| Do this |
In the lines below, rename every "green leaf" to "foliage" and leave everything else unchanged.

====

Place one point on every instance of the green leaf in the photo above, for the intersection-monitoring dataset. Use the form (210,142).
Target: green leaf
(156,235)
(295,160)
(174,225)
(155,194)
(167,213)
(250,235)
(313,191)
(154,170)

====

| Reply |
Place one point on every instance of the foliage in the photo above, for the intersection-monitoring dataset. Use the form (210,142).
Target: foliage
(156,235)
(295,160)
(174,225)
(155,194)
(167,213)
(250,235)
(313,191)
(154,170)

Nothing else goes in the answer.